- _Text passage_
George Balanchine is so strongly associated with the foregrounding of American ballet's distinct style that it’s easy to forget just how heavily he was influenced by his training in the Russian Imperial ballet tradition. Seeing his works performed by the current Mariinsky Ballet Theatre brings it all full circle: these dancers are direct inheritors of that same Imperial tradition, but also of the influence that Balanchine’s neo-classical aesthetic had on ballet’s development throughout the 20th century. They are also consummate artists, and their accounts of Balanchine’s Apollo and A Midsummer Night’s Dream on Friday night were luminous, as fine an interpretation as you could wish for.

Vladimir Shklyarov is a principal of unassuming but hugely impressive talent. Chameleon-like, he moulds himself to the part he plays to the point where I hardly recognised the passionate Romeo of last week's performances in the young god Apollo whom Balanchine depicted finding his feet – almost literally – as the leader of the Muses in his 1928 work for the Ballets Russes. Shklyarov captured Apollo’s bravado, and the flickering unpredictability of a Greek god, who might regard his muses regally and serenely, but who can also dance with a kind of primeval fire in him, a little bit dangerous and definitely not human. As his muses, Kristina Shapran’s Terpsichore had much the most immediately obvious charisma, filling the stage with a sparkle that must have reached the very top of the amphitheatre (such a contrast to the last time I saw her, as a nervous Swanilda in the Stanislavsky Ballet Coppelia last year). Viktoria Krasnokutstkaya’s Calliope also caught my eye: she had more persuasive control than Shapran or Nadezhda Batoeva’s Polyhymnia, and an understated but persuasive charm.

- _Given request_
Copy the ballet review from "George Balanchine is" through "could wish for.", swapping "Imperial" for "Tsarist". The listing below was taken from a different source.

- _Material shown_
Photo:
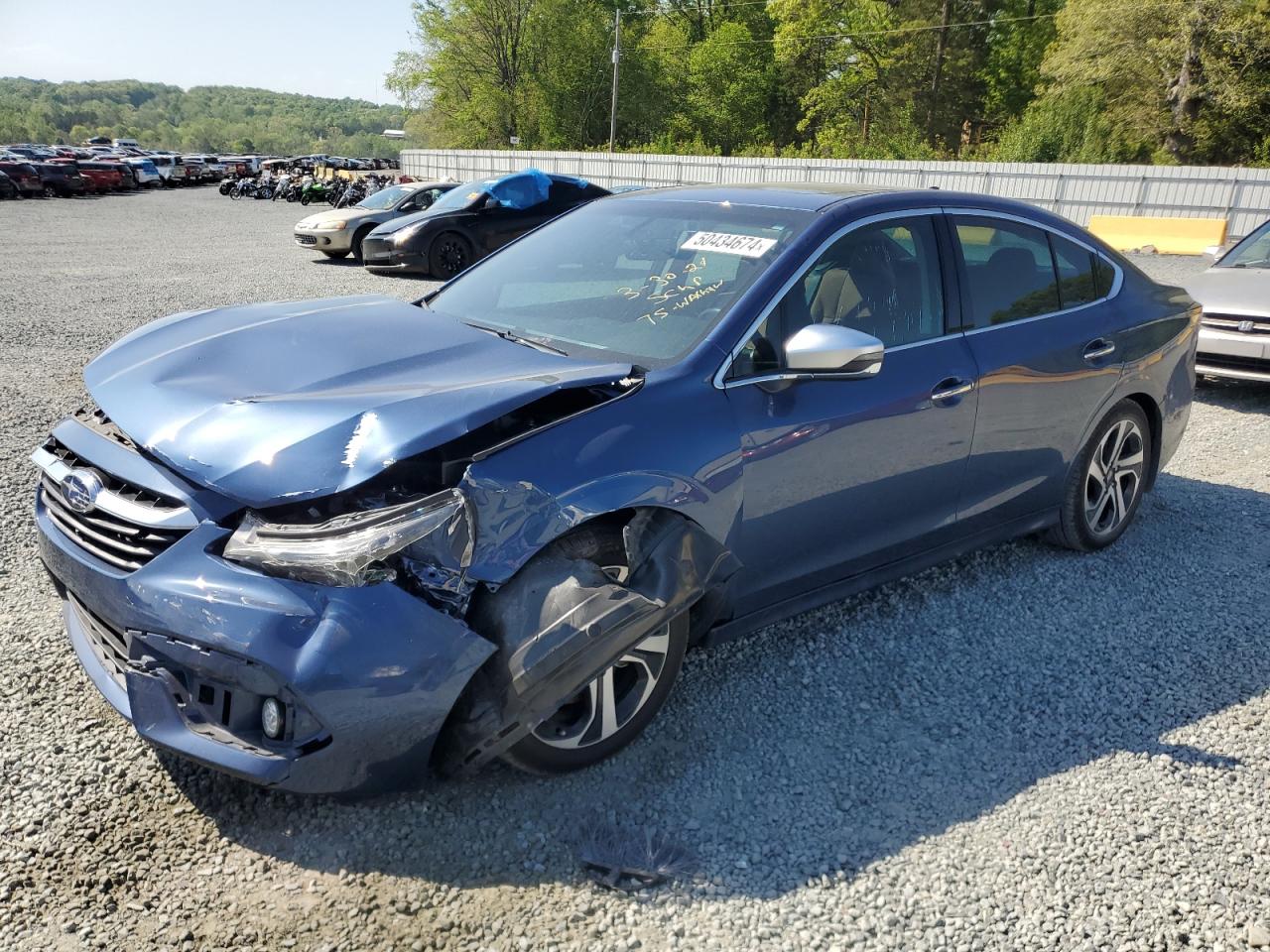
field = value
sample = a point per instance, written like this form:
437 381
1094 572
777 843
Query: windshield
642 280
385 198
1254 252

--

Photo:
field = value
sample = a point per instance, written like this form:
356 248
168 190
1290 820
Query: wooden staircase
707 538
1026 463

==

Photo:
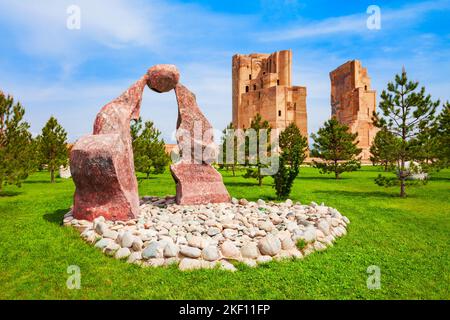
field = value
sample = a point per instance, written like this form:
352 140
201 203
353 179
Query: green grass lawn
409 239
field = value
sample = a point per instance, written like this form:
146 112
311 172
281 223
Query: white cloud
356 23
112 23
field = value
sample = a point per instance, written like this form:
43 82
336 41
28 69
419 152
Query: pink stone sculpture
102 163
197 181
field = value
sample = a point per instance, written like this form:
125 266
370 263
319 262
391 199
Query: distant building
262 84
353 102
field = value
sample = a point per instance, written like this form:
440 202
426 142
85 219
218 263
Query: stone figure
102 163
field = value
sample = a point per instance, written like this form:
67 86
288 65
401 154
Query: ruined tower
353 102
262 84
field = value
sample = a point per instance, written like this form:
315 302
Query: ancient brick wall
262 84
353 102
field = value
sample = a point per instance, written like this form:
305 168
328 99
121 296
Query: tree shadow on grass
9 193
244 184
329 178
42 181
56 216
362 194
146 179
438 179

- _Exercise solution_
George Balanchine is so strongly associated with the foregrounding of American ballet's distinct style that it’s easy to forget just how heavily he was influenced by his training in the Russian Tsarist ballet tradition. Seeing his works performed by the current Mariinsky Ballet Theatre brings it all full circle: these dancers are direct inheritors of that same Tsarist tradition, but also of the influence that Balanchine’s neo-classical aesthetic had on ballet’s development throughout the 20th century. They are also consummate artists, and their accounts of Balanchine’s Apollo and A Midsummer Night’s Dream on Friday night were luminous, as fine an interpretation as you could wish for.